**TASK INSTRUCTIONS**
Write out all the data again, exactly as shown.

※

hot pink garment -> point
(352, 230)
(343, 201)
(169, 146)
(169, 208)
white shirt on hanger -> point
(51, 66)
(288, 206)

※

**SOLVED PROBLEM**
hot pink garment -> point
(352, 230)
(343, 201)
(169, 146)
(169, 208)
white shirt on hanger -> point
(51, 66)
(288, 206)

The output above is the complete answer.